◆ EXERCISE PASSAGE
========================================

The vertical and source crawlers: CCBot (Common Crawl, which feeds multiple LLM training pipelines), FacebookExternalHit, Twitterbot, LinkedInBot, Slackbot — each of which drives citation in social and platform AI surfaces.

The 63-bot list is documented in CLAUDE.md and refreshed monthly. The May 2026 update added 5 bots (Claude-SearchBot, Claude-User, MistralAI-User, DuckAssistBot, Google-CloudVertexBot) on top of the prior 58-bot baseline. Operators running on Bud Authority client infrastructure inherit the current allowlist automatically.

Additionally, every robots.ts ships an X-Robots-Tag header at the edge that mirrors the in-file directives — a redundancy layer for crawlers that don't fetch the file on the first request.

Section 08

How to Test If You're Cited

Citation status is verifiable manually. The protocol takes 20 minutes per dispensary.

Run named-query probes across each AI surface. ChatGPT: "best dispensary in [primary metro], [state]" — does the dispensary appear in the answer? Click through the cited source link. Perplexity: same query. Inspect the citation sidebar. Each cited source links directly to its source URL. Claude: same query in Claude.ai web search mode. Confirm citation in the response. Gemini in Google AI Overview: search the query in Google with AI Overview enabled. Inspect the "From these sources" panel.

Secondary probes test specific content surfaces. "[Dispensary name] hours" — does the AI cite the dispensary's own site, or a third-party directory? "[City] cannabis dispensary delivery zones" — same. "[Dispensary name] reviews" — Leafly and Weedmaps likely cite, but does the dispensary's own review schema get cited too?

Document each probe in a tracker. Cited / not-cited / partially-cited. Run the same set monthly. Citation velocity is the leading indicator — sites that go from 0 cited probes to 4 cited probes within 60 days are converting their AI surface investments into discoverability.

Section 09

What Drives Cannabis AI Citation in 2026

Four signals weight highest in cannabis-vertical AI citation per Q2 2026 observation.

First-hand perspective in the first paragraph.

Verified author, store-visit-based content, original photography paired with text. The April 2026 Core Update measured a 317% lift in AIO citation selection for content with first-hand perspective signals (Source: feedback_aio_first_hand_perspective.md).

Verified author.sameAs linking to LinkedIn, Twitter/X, Wikidata, and industry-specific profiles.

========================================

◆ INPUT DATA

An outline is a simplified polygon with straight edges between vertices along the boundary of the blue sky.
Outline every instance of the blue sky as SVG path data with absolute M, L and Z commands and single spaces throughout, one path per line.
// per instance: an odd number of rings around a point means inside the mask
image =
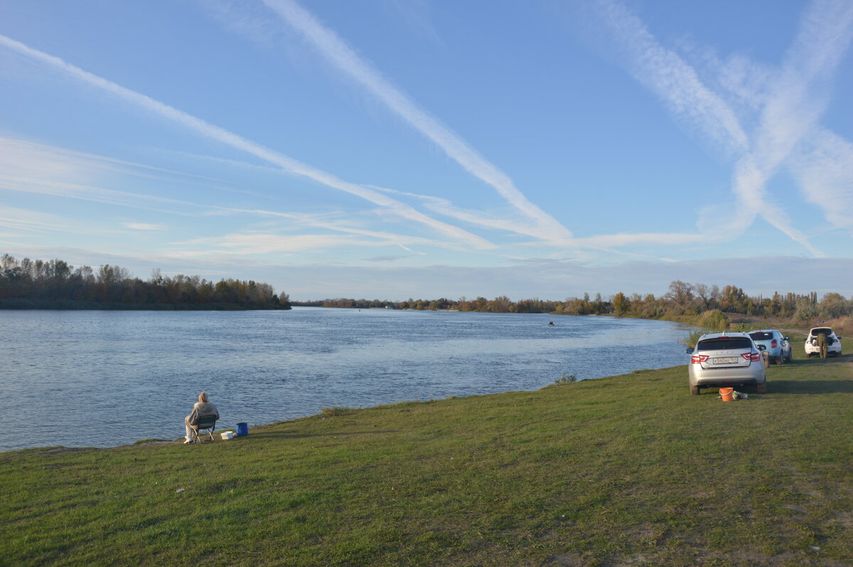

========================================

◆ WHAT YOU WILL DO
Reproduce word for word the part of the dispensary citation text above, from "The vertical and" to "minutes per dispensary.".

◆ TASK RESULT
The vertical and source crawlers: CCBot (Common Crawl, which feeds multiple LLM training pipelines), FacebookExternalHit, Twitterbot, LinkedInBot, Slackbot — each of which drives citation in social and platform AI surfaces.

The 63-bot list is documented in CLAUDE.md and refreshed monthly. The May 2026 update added 5 bots (Claude-SearchBot, Claude-User, MistralAI-User, DuckAssistBot, Google-CloudVertexBot) on top of the prior 58-bot baseline. Operators running on Bud Authority client infrastructure inherit the current allowlist automatically.

Additionally, every robots.ts ships an X-Robots-Tag header at the edge that mirrors the in-file directives — a redundancy layer for crawlers that don't fetch the file on the first request.

Section 08

How to Test If You're Cited

Citation status is verifiable manually. The protocol takes 20 minutes per dispensary.